Given text ▸

▽

On 02.4.2015 г. 03:40, Lex Trotman wrote:
On 31.3.2015 г. 03:16, Lex Trotman wrote:
- In all default Geany commands, the placeholders are unquoted, meaning
that any file name with space(s) currently breaks. Shame on us. :)
Well some of the default commands are double quoted, but not all IIRC (filetypes.c uses all double quotes for eg).
Really... with double quotes, very nice for Windows. :)
Are you sure they don't? see http://blogs.msdn.com/b/twistylittlepassagesallalike/archive/2011/04/23/ever...
Says they work, no better than they work on sh though :)
To find proper quoting for Windows, you'll need to look no further than spawn_append_argument() in the new spawn. :)
The only thing I'm not sure about are \n \v ... - the official VS 2013 msdn [1] says "arguments are delimited by white space, which is either a space or a tab", but the correct(?) solution in this blog includes \n and \v without any explanation. And it may slightly different under the various C RTL-s for Win32.
I was aware of this problem, and that's why, even in the oldest spawn versions, the blank characters in a Windows command line are #define-d, and may be easily changed.
I should have clarified: if the original command, before any placeholder expansion, does not contain any quotes. If there is at least a single quote, we assume the user knows what (s)he is doing.

△

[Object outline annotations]

▽

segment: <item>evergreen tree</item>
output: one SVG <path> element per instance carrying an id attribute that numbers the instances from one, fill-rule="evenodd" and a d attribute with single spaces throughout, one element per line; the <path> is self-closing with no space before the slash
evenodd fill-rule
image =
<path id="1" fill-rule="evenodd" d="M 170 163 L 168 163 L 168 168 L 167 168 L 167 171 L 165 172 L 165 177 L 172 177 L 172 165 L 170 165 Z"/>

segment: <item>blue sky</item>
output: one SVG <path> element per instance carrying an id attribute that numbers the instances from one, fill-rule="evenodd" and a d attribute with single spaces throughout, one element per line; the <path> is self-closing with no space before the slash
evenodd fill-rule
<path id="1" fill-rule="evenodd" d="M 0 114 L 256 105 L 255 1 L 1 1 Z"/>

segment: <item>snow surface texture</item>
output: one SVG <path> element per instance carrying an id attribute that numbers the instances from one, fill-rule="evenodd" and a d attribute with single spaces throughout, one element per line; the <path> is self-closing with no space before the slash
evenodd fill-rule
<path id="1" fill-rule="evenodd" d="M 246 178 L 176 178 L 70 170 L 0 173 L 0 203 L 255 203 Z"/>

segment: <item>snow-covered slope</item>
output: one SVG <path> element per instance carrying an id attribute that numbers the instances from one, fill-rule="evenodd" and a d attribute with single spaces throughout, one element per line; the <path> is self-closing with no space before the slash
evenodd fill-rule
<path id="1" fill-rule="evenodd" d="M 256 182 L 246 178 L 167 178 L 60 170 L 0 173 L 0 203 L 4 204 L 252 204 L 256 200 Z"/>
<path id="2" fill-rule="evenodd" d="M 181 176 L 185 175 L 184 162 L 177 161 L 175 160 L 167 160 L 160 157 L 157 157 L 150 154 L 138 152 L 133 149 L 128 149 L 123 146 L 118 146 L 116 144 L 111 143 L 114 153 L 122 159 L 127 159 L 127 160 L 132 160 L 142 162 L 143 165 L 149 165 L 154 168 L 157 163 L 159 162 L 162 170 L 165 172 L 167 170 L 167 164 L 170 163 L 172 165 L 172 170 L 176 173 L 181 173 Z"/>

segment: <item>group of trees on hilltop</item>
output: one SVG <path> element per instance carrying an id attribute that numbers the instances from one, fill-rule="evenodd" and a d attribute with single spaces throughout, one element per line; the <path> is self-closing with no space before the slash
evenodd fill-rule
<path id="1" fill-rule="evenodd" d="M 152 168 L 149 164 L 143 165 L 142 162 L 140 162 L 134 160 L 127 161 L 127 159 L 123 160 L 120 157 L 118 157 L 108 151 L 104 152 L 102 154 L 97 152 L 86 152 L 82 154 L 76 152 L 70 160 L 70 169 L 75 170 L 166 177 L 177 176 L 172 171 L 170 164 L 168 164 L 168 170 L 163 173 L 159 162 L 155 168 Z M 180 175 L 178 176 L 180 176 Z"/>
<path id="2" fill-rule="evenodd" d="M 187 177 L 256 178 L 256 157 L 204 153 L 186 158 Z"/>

△

To be done ▸
1) In the listing, start at the line containing "segment: <item>snow surface texture</item>" and end with the line containing "246 178 L 176". Rewrite those lines with "snow surface texture" renamed to "snow surface pattern" and everything else left the same.
2) Continue the message about quoting placeholders in Geany commands, starting after its last sentence.
The text and the listing are unrelated to each other.

Per-task outputs ▸
1)
segment: <item>snow surface pattern</item>
output: one SVG <path> element per instance carrying an id attribute that numbers the instances from one, fill-rule="evenodd" and a d attribute with single spaces throughout, one element per line; the <path> is self-closing with no space before the slash
evenodd fill-rule
<path id="1" fill-rule="evenodd" d="M 246 178 L 176 178 L 70 170 L 0 173 L 0 203 L 255 203 Z"/>

2)
Well, its a simple rule, but on win, paths ending in backslash will break because you get prog "c:\dir with spaces" and the closing quote is escaped. So its no improvement on the current situation.
What I did not consider is that our placeholders may end in directory separator (pretty obvious actually, \ is the root Win~1 directory). In that case, spawn_append_argument() will do the job.
Note that the quotes on the C filetype build commands may be because of the system() hack, since it passes stuff through cmd before creating the process and cmd has *another* set of quotes, see the link above.
I know, and have no intention to support the cmd rules, neither in spawn nor anywhere else.
Also if I read the win rules right, quoting %d would prevent you doing "%d\filename with spaces" or "%d%f" to get absolute paths, since it doesn't do the catenation of separately quoted parts that sh does (as I read it). On sh you would do %d'\filename with spaces' or %d\%f.
spawn execute command line: showargs "foo""b a r""qux" [...] output: argv[0] = showargs argv[1] = foob a rqux
The command line is passed 1:1.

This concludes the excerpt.